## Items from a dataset
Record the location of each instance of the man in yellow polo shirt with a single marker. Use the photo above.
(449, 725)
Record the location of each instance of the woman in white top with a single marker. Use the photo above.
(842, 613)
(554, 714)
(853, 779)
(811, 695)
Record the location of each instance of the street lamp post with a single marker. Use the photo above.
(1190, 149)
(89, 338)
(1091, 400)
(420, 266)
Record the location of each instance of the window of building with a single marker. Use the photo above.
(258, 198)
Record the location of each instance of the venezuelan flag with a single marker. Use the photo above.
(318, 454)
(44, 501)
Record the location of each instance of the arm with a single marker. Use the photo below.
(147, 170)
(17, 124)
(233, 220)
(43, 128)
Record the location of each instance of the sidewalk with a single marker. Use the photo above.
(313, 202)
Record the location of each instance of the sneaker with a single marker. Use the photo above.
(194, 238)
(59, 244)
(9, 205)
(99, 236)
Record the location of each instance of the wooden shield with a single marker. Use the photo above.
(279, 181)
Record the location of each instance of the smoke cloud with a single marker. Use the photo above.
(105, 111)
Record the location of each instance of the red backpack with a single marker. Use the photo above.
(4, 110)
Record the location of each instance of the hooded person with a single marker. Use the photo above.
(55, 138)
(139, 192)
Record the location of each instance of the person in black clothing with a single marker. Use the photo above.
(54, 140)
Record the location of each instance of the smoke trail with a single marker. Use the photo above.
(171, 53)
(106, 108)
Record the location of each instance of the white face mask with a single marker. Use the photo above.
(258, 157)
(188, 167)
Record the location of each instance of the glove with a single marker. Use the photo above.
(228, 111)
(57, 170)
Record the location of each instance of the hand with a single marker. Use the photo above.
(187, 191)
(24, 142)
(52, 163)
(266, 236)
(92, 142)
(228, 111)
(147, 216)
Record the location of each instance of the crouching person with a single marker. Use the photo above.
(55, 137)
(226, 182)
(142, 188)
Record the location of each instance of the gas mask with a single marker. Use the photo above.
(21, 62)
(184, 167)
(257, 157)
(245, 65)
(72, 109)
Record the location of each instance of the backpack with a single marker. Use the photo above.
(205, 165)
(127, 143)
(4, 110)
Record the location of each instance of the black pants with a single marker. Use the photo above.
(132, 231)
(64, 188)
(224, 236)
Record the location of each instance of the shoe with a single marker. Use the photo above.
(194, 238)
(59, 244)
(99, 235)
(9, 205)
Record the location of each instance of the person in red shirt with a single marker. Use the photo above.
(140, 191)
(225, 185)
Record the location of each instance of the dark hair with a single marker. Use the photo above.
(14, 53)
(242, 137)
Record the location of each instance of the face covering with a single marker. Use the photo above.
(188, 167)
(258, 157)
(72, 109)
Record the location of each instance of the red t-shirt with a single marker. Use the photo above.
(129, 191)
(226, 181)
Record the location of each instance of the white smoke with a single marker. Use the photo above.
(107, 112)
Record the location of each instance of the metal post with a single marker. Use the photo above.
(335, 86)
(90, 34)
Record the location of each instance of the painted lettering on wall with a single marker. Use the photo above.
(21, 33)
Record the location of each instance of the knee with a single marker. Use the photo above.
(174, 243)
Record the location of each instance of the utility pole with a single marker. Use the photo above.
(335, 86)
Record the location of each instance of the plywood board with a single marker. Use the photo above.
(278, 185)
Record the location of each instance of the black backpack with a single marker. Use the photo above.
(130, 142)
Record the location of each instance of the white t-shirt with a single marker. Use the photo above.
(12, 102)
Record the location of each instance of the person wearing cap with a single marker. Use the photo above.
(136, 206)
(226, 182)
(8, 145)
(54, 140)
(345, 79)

## EXERCISE
Word for word, write out each entry shown above.

## SOLUTION FOR THIS TASK
Record the location of each instance of the man in yellow polo shirt with a single marker. Use the photo above.
(449, 725)
Record the location of each instance of the woman in white top with a single marker. Use the photo above.
(842, 613)
(554, 714)
(853, 779)
(811, 695)
Record the location of each instance of the street lamp post with a single marker. Use the photo above.
(1190, 149)
(89, 338)
(1091, 400)
(420, 266)
Record the location of each instance of the window of building with a single marker. Use the photo above.
(258, 198)
Record the location of each instance of the venezuelan flag with a single marker. Use the photo above.
(318, 454)
(44, 501)
Record the location of each instance of the arm with a single marker. Use the photo below.
(147, 170)
(17, 124)
(233, 220)
(43, 128)
Record the location of each instance of the sidewalk with a single marker. Use the photo above.
(313, 202)
Record the location of each instance of the sneaker with a single marker. Use the photo above.
(194, 238)
(59, 244)
(9, 205)
(99, 236)
Record the location of each instance of the wooden shield with a single marker. Use the photo above.
(279, 181)
Record the location of each instance of the smoke cloud with a single marker. Use the photo above.
(105, 111)
Record the location of each instance of the red backpack with a single marker. Use the photo above.
(4, 110)
Record the location of each instance of the hooded person with a single marker. Use the photo above.
(55, 138)
(139, 192)
Record the location of each instance of the person in black clothing with a single marker. Use the photo above.
(54, 140)
Record the location of each instance of the smoke trail with a single marker. Use the photo above.
(171, 53)
(106, 108)
Record the location of each instance of the white face mask with a single marker. Use the photo above.
(258, 157)
(188, 167)
Record the location of each instance of the glove with a single marker. Use the photo above.
(228, 111)
(57, 170)
Record the location of each instance of the hand with a single marker. Use the photo above.
(187, 191)
(24, 142)
(52, 163)
(266, 236)
(92, 142)
(228, 111)
(147, 216)
Record the location of each instance of the crouching person with a single marker. Use the photo above.
(55, 137)
(226, 182)
(142, 188)
Record the location of each instance of the gas mask with a single marker. Use the photo above.
(21, 62)
(184, 167)
(257, 157)
(245, 65)
(72, 109)
Record the location of each instance of the backpack with a single marker. Use the photo above.
(205, 165)
(127, 143)
(4, 110)
Record the location of each instance of the black pants with a single marker. Use the photo above.
(132, 231)
(64, 188)
(224, 236)
Record the location of each instance of the shoe with a single marker. Use the photo above.
(194, 238)
(59, 244)
(99, 235)
(9, 205)
Record the location of each instance of the person in red shirt with a single marker. Use the photo above.
(140, 191)
(225, 185)
Record the location of each instance of the dark hair with a single marker. Use the photo above.
(14, 53)
(242, 137)
Record the location of each instance of the face covering with a single marker. Use the photo above.
(188, 167)
(258, 157)
(72, 109)
Record the location of each instance of the red t-shirt with a single marker. Use the photo above.
(129, 191)
(226, 181)
Record the location of each instance of the white smoke with a single marker. Use the photo above.
(107, 112)
Record the location of each instance of the metal post with a single marker. Use the photo above.
(335, 86)
(90, 34)
Record the location of each instance of the painted lettering on wall with a single marker. Use the photo above.
(21, 33)
Record the location of each instance of the knee with a single marker. Use the photo above.
(174, 243)
Record the location of each instance of the utility pole with a single marker. Use the photo above.
(335, 86)
Record the location of each instance of the plywood board with a single marker. Use the photo above.
(278, 185)
Record the location of each instance of the black backpack with a single marker. Use the photo above.
(130, 142)
Record the location of each instance of the white t-shirt with a single marker. Use the photo above.
(12, 102)
Record the location of each instance of the person wearing cap with a single marker. Use the photo above.
(136, 206)
(226, 182)
(8, 145)
(54, 140)
(345, 79)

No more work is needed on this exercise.